# Lab 5: Causal Inference with Randomized Experiments

As we saw in class, the problem of causal inference is the fact that we cannot observe, for the same individual, the outcome when they are put under a treatment and the same outcome when they are not put under the treatment. This means that we cannot find the individual effect of the treatment, which is the difference of the outcomes in either circumstance. However, we can approximate the expected difference at the population level, the **average treatment effect**. We also touched upon the fact that we cannot do this easily with observational data, as our observations may be biased because of underlying relationships between the real treatment and unobserved variables, meaning that a simple regression of the outcome on the treatment will not render a faithful approximation of the real. The following example will help illustrate how this failure to consider selection bias can lead us to both type 1 and type 2 errors.

▶ **RECORD EXCERPTS**:

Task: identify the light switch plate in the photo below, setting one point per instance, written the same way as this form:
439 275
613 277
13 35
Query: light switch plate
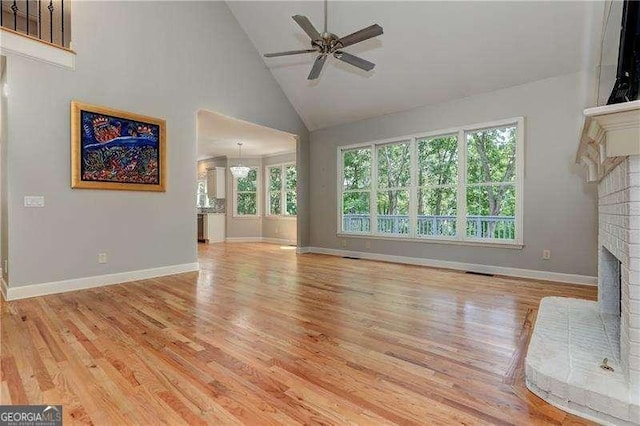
34 201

▶ **WRITTEN INSTRUCTION 1**:
According to the causal inference lab, what quantity can be approximated at the population level even though individual treatment effects cannot be found?
▶ **WRITTEN INSTRUCTION 2**:
Using the causal inference lab, explain why a simple regression of the outcome on the treatment fails to give a faithful approximation when working with observational data.
▶ **WRITTEN INSTRUCTION 3**:
Write the next part of the causal inference lab, picking up after its final sentence.

▶ **FINAL ANSWER 1**:
The average treatment effect.

▶ **FINAL ANSWER 2**:
Observational data may be biased because the real treatment can be related to unobserved variables. Because of these underlying relationships, a simple regression of the outcome on the treatment does not reflect the true effect.

▶ **FINAL ANSWER 3**:
## Type 1 error:

Imagine we are researchers in the first phase of research for a new drug aimed at reducing blood cholesterol levels. Because this is the first phase, we would like to assess the safety of the treatment. Therefor, we want to quantify the effect the the regime has on lung health. Let $Y(d)$ be the potential outcome of an indicator of overall respiratory health. Let $D$ be the observed treatment variable, and assume first that treatment was not assigned randomly, but that it is correlated with underlying variables lifestyle and demographic characteristics. Formally, we have the following model:

\begin{gather*}
Y(0) = \theta_0+\epsilon_0\\
Y(1) = \theta_1+\epsilon_1\\
D = \mathbb{1}(\nu>0)\\
Y=Y(D)=(1-D)Y(0)+DY(1)
\end{gather*}

Here. $\theta_0$ and $\theta_1$ are the averages of their respective potential outcomes, $(\epsilon_0, \epsilon_1, \nu)$ is a random vector of variables that are jointly distributed with mean 0 and covariance $\Sigma$. $\epsilon_0$ and $\epsilon_1$ are determinants of overall lung health like lifestyle, exposure to environmental contaminants, diet, etc. For this specific example, the variable that determines treatment, $\nu$, is negativelly correlated with $\epsilon_0$ and $\epsilon_1$. One way to interpret this is that people with worse overall lifestyle patterns that provoke worse lung health may also tend to have worse blood cholesterol content, and therefor are more likely to seek the treatment in question.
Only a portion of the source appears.